STATED GOAL :: Repeat each entry word for word. Leave any images out of the copy.

** start DATA SHOWN **

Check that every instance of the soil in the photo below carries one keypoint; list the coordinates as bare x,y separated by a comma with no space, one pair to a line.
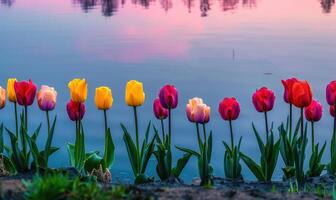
11,188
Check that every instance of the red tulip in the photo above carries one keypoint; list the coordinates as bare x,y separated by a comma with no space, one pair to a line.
331,93
229,108
288,84
301,94
25,92
263,99
73,110
159,111
169,96
314,111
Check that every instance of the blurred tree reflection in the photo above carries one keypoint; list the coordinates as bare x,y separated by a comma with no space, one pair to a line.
327,5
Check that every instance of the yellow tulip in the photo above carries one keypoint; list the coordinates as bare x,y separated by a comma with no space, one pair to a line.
2,98
134,94
78,90
103,98
10,90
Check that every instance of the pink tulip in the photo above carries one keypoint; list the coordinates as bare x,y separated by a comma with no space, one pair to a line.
314,111
46,98
263,99
159,111
229,109
169,96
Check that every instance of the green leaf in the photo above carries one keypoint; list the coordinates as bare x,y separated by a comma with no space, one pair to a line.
192,152
181,163
109,149
131,151
255,168
209,151
147,154
1,140
71,152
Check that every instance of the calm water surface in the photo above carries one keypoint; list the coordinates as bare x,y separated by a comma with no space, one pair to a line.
206,48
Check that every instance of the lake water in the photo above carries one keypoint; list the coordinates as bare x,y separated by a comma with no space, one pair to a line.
206,48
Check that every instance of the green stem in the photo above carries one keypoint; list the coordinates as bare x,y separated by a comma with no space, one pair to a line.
231,132
162,129
105,120
290,120
25,132
198,136
204,133
266,125
16,120
47,147
136,127
302,125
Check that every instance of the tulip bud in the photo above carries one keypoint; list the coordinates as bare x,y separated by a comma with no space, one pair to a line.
46,98
10,90
159,111
103,98
197,111
314,111
301,94
2,98
229,109
78,90
288,84
73,110
169,96
134,94
331,93
263,99
25,92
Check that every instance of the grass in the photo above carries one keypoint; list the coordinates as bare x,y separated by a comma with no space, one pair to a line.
59,187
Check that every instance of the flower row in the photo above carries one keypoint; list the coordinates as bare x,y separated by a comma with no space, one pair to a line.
25,155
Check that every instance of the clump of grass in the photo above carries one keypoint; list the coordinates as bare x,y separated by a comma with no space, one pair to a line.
58,186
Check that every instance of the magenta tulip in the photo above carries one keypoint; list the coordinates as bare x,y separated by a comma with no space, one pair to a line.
168,97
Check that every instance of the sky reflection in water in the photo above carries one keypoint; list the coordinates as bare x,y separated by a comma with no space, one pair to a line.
210,49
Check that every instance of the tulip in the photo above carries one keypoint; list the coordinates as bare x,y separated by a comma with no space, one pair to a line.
10,90
46,98
159,111
313,112
197,111
103,98
288,84
169,96
332,111
134,95
25,92
263,99
12,98
2,98
229,109
301,94
75,110
169,99
331,93
302,97
78,90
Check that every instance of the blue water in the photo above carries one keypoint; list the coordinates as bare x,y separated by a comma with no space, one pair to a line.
210,49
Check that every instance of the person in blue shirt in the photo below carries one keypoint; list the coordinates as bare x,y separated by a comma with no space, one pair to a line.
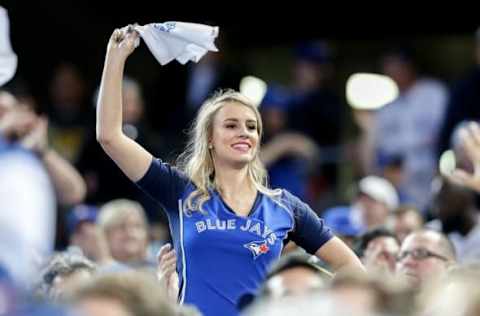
227,226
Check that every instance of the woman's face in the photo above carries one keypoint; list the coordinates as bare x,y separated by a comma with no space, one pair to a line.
234,135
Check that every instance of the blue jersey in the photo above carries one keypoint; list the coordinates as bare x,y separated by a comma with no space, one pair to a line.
222,256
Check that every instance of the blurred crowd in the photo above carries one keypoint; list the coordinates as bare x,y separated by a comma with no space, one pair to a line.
77,234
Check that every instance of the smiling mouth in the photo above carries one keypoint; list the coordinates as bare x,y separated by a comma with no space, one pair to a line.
243,147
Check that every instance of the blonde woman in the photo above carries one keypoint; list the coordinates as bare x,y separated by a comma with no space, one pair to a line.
227,225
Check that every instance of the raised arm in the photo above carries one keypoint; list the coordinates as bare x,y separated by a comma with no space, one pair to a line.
132,159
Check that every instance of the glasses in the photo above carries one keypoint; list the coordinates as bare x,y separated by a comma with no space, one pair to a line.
419,254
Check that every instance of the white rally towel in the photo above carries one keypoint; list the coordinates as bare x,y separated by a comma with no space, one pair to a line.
8,59
178,40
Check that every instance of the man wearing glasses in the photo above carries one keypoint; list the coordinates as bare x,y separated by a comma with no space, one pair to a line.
424,256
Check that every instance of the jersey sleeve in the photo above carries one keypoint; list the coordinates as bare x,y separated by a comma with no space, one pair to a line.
310,231
164,183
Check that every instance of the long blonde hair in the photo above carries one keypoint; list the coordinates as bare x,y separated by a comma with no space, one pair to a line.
196,161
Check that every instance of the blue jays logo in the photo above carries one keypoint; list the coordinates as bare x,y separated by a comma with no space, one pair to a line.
257,248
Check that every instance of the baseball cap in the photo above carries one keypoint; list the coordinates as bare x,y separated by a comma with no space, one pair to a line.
81,213
380,190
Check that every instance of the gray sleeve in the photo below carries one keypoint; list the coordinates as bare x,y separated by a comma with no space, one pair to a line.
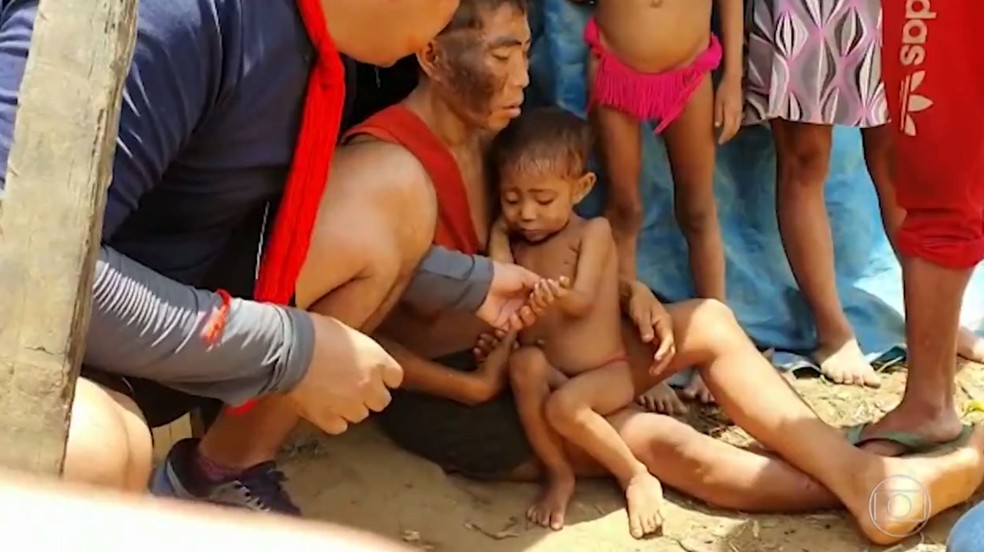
448,279
149,326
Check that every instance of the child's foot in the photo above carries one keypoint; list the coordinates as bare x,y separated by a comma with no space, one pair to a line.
845,364
644,496
697,390
550,508
970,346
663,399
488,342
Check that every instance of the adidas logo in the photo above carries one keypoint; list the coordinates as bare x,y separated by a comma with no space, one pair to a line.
912,102
915,34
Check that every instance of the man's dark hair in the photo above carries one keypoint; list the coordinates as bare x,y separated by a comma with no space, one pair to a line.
542,140
470,12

** end DATA SHOWN **

COMPLETE RESPONSE ::
Check that every instance of the soil in the photo below carries one keypoint; list the coordinates as bare x,y separated by a comma with no space, one pair to a line.
11,188
Check that every instance of the red tulip in the photo above carries one keypoint; list the coordinates as bare x,y separated by a comma with no space, one pair to a line.
331,93
229,108
288,84
301,94
25,92
263,99
73,110
159,111
169,96
314,111
Check that every instance of the blurred tree reflection in the photo above carries one keypoint; list the coordinates as bare x,y separated by a comma with no space, one pair to a line.
327,5
Check that every instance of the yellow tulip in the photo above carries one keypoint; list the coordinates as bare x,y separated by a comma with no space, one pair to a line.
2,98
134,94
78,90
103,98
10,90
Check that every instance of the pink tulip in the photo above carries one keypoint; list the coordinates as bare x,y separated by a comma with no space, one pair to a line.
314,111
46,98
263,99
159,111
229,109
169,96
Check that every instance of the green leaf in the photo above carries one keypoint; list the coordinates as bare x,y separated by a comma with no space, one pair to a line.
192,152
181,163
109,149
131,151
255,168
209,151
147,154
1,140
71,152
Check that every instance of the calm water surface in the photo above carries one keypoint; list the coordinates as bare x,y separated by a comma with no space, one pair to a line.
206,48
Check that every instance of the lake water in the photo above carries one keypoint; list the coordinates as bare x,y separated by a comma with no space, one pair to a line.
206,48
Check that every instance of the green stem in the photo above carries one keypoint; list the coordinates as bare x,y separated by a comma with no space, one pair to a line.
231,132
162,129
105,120
290,120
25,132
198,136
204,133
266,125
16,120
47,147
136,127
302,125
Check that every instance of the tulip bud in the photo above carries one keypoint; list the coordinates as bare x,y separated by a comma with no space, one pair to a line.
46,98
10,90
159,111
103,98
197,111
314,111
301,94
2,98
229,109
78,90
288,84
73,110
169,96
134,94
331,93
263,99
25,92
Check that every instance of the grass in the photo above carries one keypoint; list the coordinates as bare x,y separated by a comma with no space, one pair to a line.
59,187
Check that every instance of the flower row in the photo above carries one keypoint; list the coordinates as bare x,y separated by a comma with no space, one pair to a line.
25,155
Check that every instance of the clump of grass in the photo above carries one keypoint; list the coordinates as bare x,y separated by a comma with no space, one pair to a line.
58,186
Check that every instance of the magenta tulip in the photo above carries one keypoint; list the coordinates as bare x,y separated by a comma with no space, one pair to a line.
168,97
Check that every instance of the sky reflection in water in the photo above carries one keypoint; list the coordinates as bare x,y separated by a comma with no space, one pair to a line.
210,49
Check that every instance of the tulip in the photo above carries one keypoint; list the coordinates as bare x,y separated by a comma with no space, one pair to a line.
10,90
46,98
159,111
313,112
197,111
103,98
288,84
169,96
332,111
134,95
25,92
263,99
12,98
2,98
229,109
301,94
75,110
169,99
331,93
302,97
78,90
Check that every instance of the blue water in the photo above carries one keypoint; list the coordinates as bare x,y separated by a comma with no space, one pair to a line.
210,49
Check that every instance of the person in blue shirt in the photo below carries one keypoint; list the coordinates as bare x,y separated by a comma with no space, one pair to a line.
227,226
Check that every instance of the woman's face in the photo above carries one keypoint; list the coordinates as bare x,y separated by a comma with no space, one pair to a line.
234,135
Check that every instance of the blue jersey in the photo above carries one keypoint; list the coordinates as bare x,y separated by a comma with no space, one pair to a line.
222,256
Check that every instance of the blurred crowd in the photo above carries one keypoint; list the coordinates as bare x,y separated by a comma with no space, one pair to a line.
77,234
Check that every instance of the smiling mouth in the photo above carries one keypoint; list the coordinates as bare x,y separated by a comma with no space, one pair to a line.
243,147
Check that every instance of the blonde woman in the photo above carries one keypoint; list the coordinates as bare x,y separated by a comma with no space, one pair to a line.
227,225
Check that every instance of the raised arm in the photo above carries one keypoint; list the coordinates as bare x,y separated by a comma with no space, one pair to a line.
132,159
Check that every instance of the glasses in the photo above carries one keypoint; list the coordinates as bare x,y separated by a comma with no space, one pair to a line.
419,254
Check that every instance of the white rally towel in the photo above carries one keypoint; list the coordinates as bare x,y separated by a comma with no space, one pair to a line.
8,59
178,40
Check that every instance of the man wearing glasses in the photo above carries one keypoint; list the coordinates as bare x,y separated by a comma with no space, one pair to a line.
424,256
Check that every instance of the jersey sleeve in the photo above carries one keypoint; list the coordinates as bare x,y separated by a comma with no space, one pair to a line.
310,231
164,183
Check that every instance of the long blonde hair in the photo above carries one keypoint; list the coordinates as bare x,y separated by a comma with no space, one pair to a line.
196,161
Check that every instance of the blue jays logo in the photo above carries one keypoint; list the coordinates as bare x,y separated by a comma with no space, one pair to a line.
257,248
Check that every instance of the baseball cap in the photo above carries one keypoint; list the coordinates as bare x,y separated by a comma with no space, one pair to a line.
81,213
380,190
Check that every instance of the gray sleeve in the photo below carries one keypoint; list the coordinates as bare x,y separated by a comma with no space, one pair to a line.
448,279
149,326
Check that every instance of the child's foot in the photo above carries one keypoint; list the coordinates as bare x,y separated by a comma with no space, one pair to a line.
845,364
644,496
697,390
550,508
970,346
663,399
488,342
Check that every instance of the adidas logo in the photo above carries one keypoint; list the coordinates as bare x,y separated by a comma with no space, one pair to a line.
912,102
915,34
Check that every instance of the man's dark hair in the photo above carries one keypoint; list the coordinates as bare x,y separated by a comma with no space, one pair to a line.
542,140
470,12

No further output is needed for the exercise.